**EXCERPT**
12. Thereafter, the financial Creditor vide various communications requested the Corporate Debtor to repay the loan amount due and payable to the Financial Creditor but the Corporate Debtor failed to repay the same. It is submitted that the applicant was constrained to issue a demand notice dated 28.03.2018 claiming all the due and payable amount to the Financial Creditor but the Corporate Debtor vide its reply dated 13.04.2018 maliciously denied such admitted amount as due and payable to the Financial Creditor. The Financial Creditor issued a rejoinder dated 02.05.2018 to the reply sent by the Corporate Debtor and reiterated its stand and rebutted all frivolous and malicious claims of the Corporate Debtor. It is alleged that since the issue of the Notice dated 28.03.2018, the Corporate Debtor is raising one or the other contentions to avoid payment of the debt.
13. It is stated in the application that the total outstanding amount due comes to Rs. 34,31,87,965/- (Rupees Thirty Four Crore Thirty One Lakh Seven Thousand Nine Hundred Sixty Five only) excluding the interest of 12% per annum.
14. It is contended that as the Corporate Debtor failed to pay the applicant Financial Creditor the admitted financial debt, the Financial Creditor prays to initiate insolvency proceedings against the Corporate Debtor.

**PROVIDED ENTRIES**
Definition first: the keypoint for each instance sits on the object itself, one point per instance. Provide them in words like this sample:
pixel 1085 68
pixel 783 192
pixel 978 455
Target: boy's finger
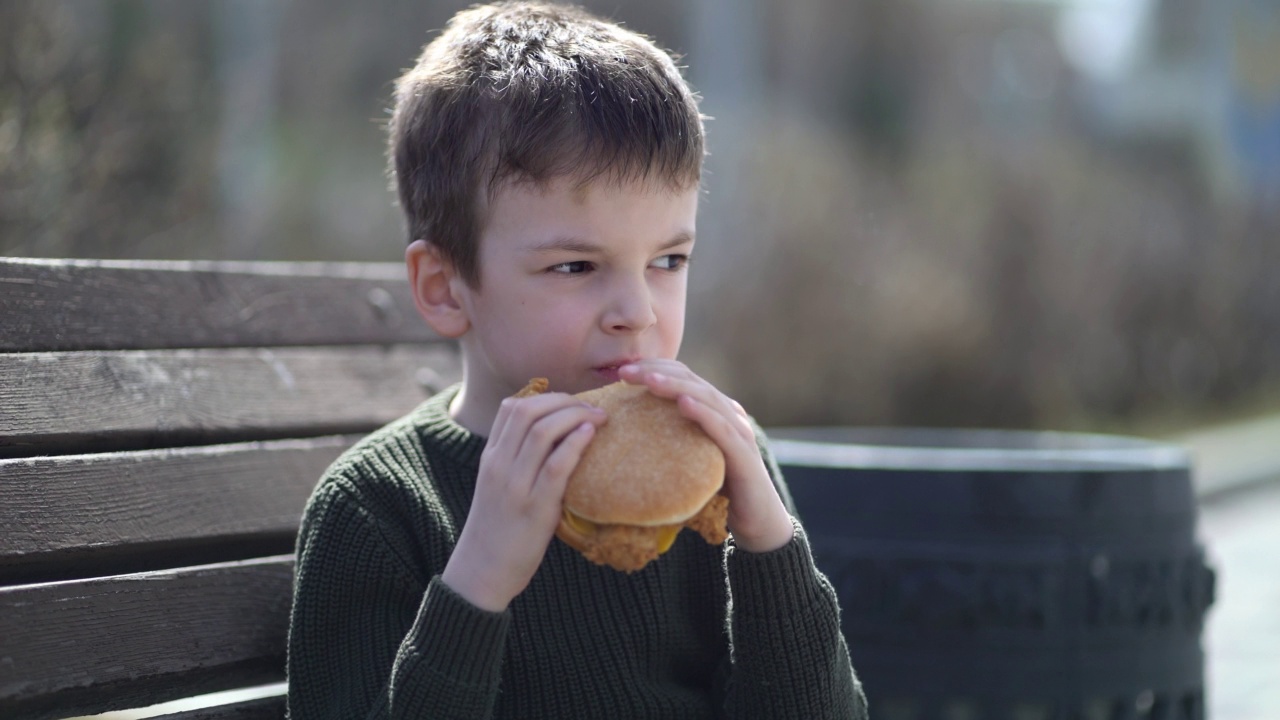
pixel 562 460
pixel 723 429
pixel 551 431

**SET TASKS**
**a)** Render this sentence from the insolvency excerpt into French: "It is contended that as the Corporate Debtor failed to pay the applicant Financial Creditor the admitted financial debt, the Financial Creditor prays to initiate insolvency proceedings against the Corporate Debtor."
**b)** Extract every line of the keypoint-labeling rows verbatim, leaving out the pictures.
The rows have no connection to the insolvency excerpt.

**OUTPUTS**
**a)** Il est soutenu que, le Débiteur Social n'ayant pas payé au Créancier Financier requérant la dette financière reconnue, le Créancier Financier sollicite l'ouverture d'une procédure d'insolvabilité à l'encontre du Débiteur Social.

**b)**
Definition first: the keypoint for each instance sits on the object itself, one point per instance. Provide them in words like this sample:
pixel 1085 68
pixel 783 192
pixel 978 455
Target: boy's finger
pixel 562 460
pixel 723 429
pixel 551 431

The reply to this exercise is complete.